[Stored records start]
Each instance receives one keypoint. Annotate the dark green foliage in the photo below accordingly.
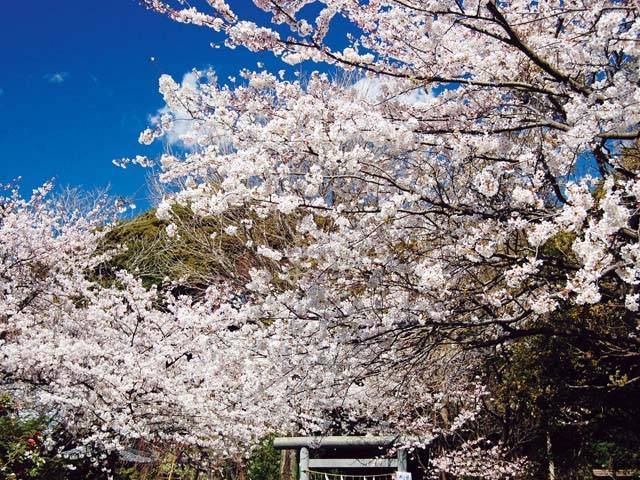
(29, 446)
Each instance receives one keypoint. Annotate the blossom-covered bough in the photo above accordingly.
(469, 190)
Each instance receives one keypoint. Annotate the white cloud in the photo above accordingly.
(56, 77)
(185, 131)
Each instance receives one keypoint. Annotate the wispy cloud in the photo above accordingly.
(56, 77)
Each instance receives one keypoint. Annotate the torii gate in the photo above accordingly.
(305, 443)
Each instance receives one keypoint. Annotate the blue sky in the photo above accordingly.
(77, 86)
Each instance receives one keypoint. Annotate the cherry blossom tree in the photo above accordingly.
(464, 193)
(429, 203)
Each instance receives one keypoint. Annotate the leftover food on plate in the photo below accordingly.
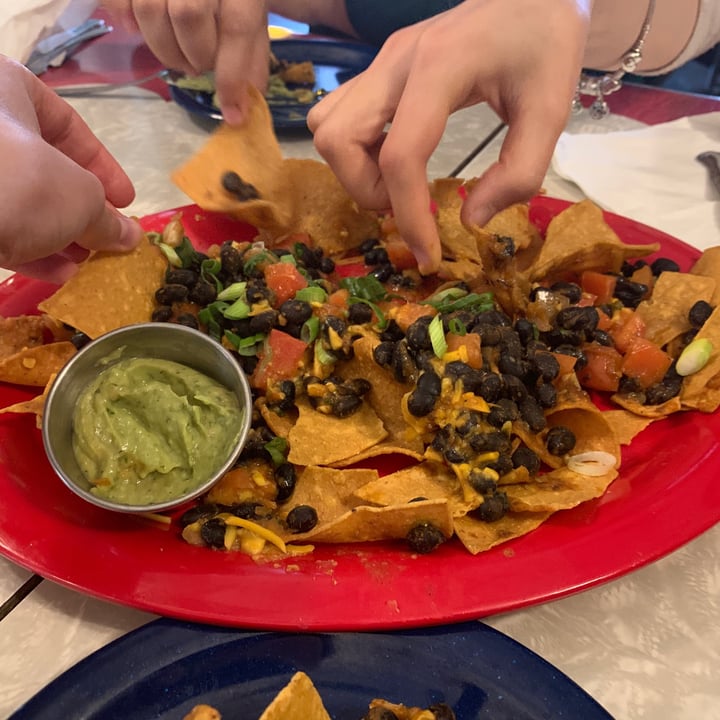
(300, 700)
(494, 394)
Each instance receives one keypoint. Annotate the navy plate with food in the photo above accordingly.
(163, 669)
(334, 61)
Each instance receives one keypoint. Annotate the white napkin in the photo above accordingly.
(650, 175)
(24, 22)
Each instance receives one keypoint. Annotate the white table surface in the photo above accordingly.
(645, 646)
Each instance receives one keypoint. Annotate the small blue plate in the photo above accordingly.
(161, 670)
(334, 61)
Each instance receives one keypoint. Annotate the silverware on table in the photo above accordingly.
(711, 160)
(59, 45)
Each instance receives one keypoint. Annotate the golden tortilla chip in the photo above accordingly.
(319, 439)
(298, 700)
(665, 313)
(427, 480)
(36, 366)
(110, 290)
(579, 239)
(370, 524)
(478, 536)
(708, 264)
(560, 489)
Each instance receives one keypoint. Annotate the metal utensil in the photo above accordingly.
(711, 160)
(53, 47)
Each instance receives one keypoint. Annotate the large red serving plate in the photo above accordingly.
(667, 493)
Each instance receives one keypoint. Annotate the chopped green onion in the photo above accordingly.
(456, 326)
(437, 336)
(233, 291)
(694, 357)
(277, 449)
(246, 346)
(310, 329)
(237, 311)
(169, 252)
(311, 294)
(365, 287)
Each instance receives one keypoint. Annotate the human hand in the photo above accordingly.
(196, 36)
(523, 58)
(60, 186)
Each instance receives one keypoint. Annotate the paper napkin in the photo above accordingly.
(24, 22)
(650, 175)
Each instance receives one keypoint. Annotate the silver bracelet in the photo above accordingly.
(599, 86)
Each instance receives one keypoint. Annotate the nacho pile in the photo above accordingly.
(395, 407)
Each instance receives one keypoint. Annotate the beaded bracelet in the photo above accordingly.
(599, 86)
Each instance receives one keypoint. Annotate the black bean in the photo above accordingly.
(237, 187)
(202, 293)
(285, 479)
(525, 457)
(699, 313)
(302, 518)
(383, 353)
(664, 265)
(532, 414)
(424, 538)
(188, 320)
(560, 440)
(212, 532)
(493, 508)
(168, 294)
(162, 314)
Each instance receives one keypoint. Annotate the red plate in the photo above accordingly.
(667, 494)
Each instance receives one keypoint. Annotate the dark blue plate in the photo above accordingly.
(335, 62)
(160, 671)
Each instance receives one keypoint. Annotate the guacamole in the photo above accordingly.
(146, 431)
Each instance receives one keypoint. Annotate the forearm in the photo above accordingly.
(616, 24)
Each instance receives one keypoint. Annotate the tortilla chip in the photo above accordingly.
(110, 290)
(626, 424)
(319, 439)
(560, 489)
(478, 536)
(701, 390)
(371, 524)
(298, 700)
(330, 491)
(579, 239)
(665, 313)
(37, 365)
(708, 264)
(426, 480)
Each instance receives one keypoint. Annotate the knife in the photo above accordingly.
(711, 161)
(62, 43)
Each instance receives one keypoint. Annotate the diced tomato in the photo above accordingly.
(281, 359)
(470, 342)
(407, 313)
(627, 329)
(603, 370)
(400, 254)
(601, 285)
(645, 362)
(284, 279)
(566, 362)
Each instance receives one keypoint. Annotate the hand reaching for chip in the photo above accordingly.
[Stored records end]
- [Exercise description] Omit the pictures, then output the rest of the listing exactly.

- [Answer in full]
Each instance receives one keypoint. Annotate the dark green foliage in the photo below accordingly.
(29, 446)
Each instance receives one keypoint. Annotate the blossom-covered bough in the photo above accordingly.
(469, 190)
Each instance receives one keypoint. Annotate the white cloud in the photo above accordingly.
(56, 77)
(185, 131)
Each instance receives one keypoint. Annotate the wispy cloud in the photo above accordingly.
(56, 77)
Each instance receives one keypoint. Annotate the torii gate in the photo above accordingly.
(305, 443)
Each instance receives one keypoint. Annotate the blue sky in the photo above accordingly.
(77, 86)
Each instance receives one keypoint. Annotate the cherry blossom tree in the photo above accordingly.
(464, 193)
(429, 203)
Each instance receives one keypoint. Annotate the leftover food on plate in the photo below accordingly.
(300, 700)
(494, 394)
Each instance receives one keypoint. Annotate the navy plate with food in the photo above accordingly.
(163, 669)
(334, 61)
Each instance receives one keypoint. Annotate the white napkin in the photo above accordingly.
(650, 175)
(24, 22)
Each instance receives one keypoint. Annotate the white table surface in the photo above accordingly.
(645, 646)
Each instance receives one keypoint. Annotate the small blue plate in the photo above accordingly.
(161, 670)
(334, 61)
Each instance receives one keypoint. Annotate the silverware on table in the photo above accordingly.
(711, 160)
(59, 45)
Each instance receives one keypoint. Annotate the golden tortilla chip in the photo above accordingly.
(319, 439)
(298, 700)
(665, 313)
(427, 480)
(36, 366)
(110, 290)
(579, 239)
(370, 524)
(478, 536)
(708, 264)
(560, 489)
Each instance receives one keypoint. Annotate the metal utensil in the photo above accordingly.
(711, 160)
(53, 47)
Each instance receives one keypoint. Annotate the large red serving plate in the photo above accordingly.
(667, 493)
Each instance receives one keypoint. Annotate the chopped green onion in the photo above accordingly.
(456, 326)
(437, 336)
(233, 291)
(694, 357)
(277, 449)
(246, 346)
(310, 329)
(237, 311)
(169, 252)
(311, 294)
(365, 287)
Each instance receives one keypoint. Annotate the human hand in the photo above accordingly.
(196, 36)
(523, 58)
(60, 186)
Each instance receives one keypoint. Annotate the paper napkin in the photo above accordingly.
(24, 22)
(650, 175)
Each instance receives one keypoint. Annotate the silver bracelet in the photo above accordingly.
(599, 86)
Each instance receives one keypoint. Annotate the nacho pile in the photo above accordingly.
(395, 407)
Each instance receives one keypoint. Annotate the beaded bracelet in the photo above accordingly.
(599, 86)
Each instance receives one keypoint. Annotate the black bean in the photo above accordingly.
(237, 187)
(202, 293)
(285, 479)
(525, 457)
(699, 313)
(302, 518)
(383, 353)
(664, 265)
(532, 414)
(424, 538)
(188, 320)
(560, 440)
(212, 532)
(493, 508)
(168, 294)
(162, 314)
Each instance receives one keypoint. Annotate the red plate in the photo above accordingly.
(667, 494)
Each instance receives one keypoint. Annotate the dark blue plate in the photo above accordingly.
(335, 62)
(160, 671)
Each instance receives one keypoint. Annotate the guacamole in the photo above accordingly.
(146, 431)
Each instance receives one keypoint. Annotate the forearm in the photo above accordingly.
(616, 24)
Each instance receives one keypoint. Annotate the tortilla chip in the photo above accordingly.
(110, 290)
(626, 424)
(319, 439)
(560, 489)
(478, 536)
(701, 390)
(371, 524)
(298, 700)
(330, 491)
(579, 239)
(665, 313)
(37, 365)
(708, 264)
(426, 480)
Each instance receives one keypoint. Annotate the knife in the photo above accordingly.
(711, 161)
(62, 43)
Each instance receives one keypoint. Annotate the diced tomato in the photo above accordingly.
(281, 359)
(470, 342)
(407, 313)
(627, 329)
(603, 370)
(400, 254)
(601, 285)
(645, 362)
(284, 279)
(566, 362)
Each instance receives one keypoint. Annotate the hand reaching for chip in the photo above accordingly.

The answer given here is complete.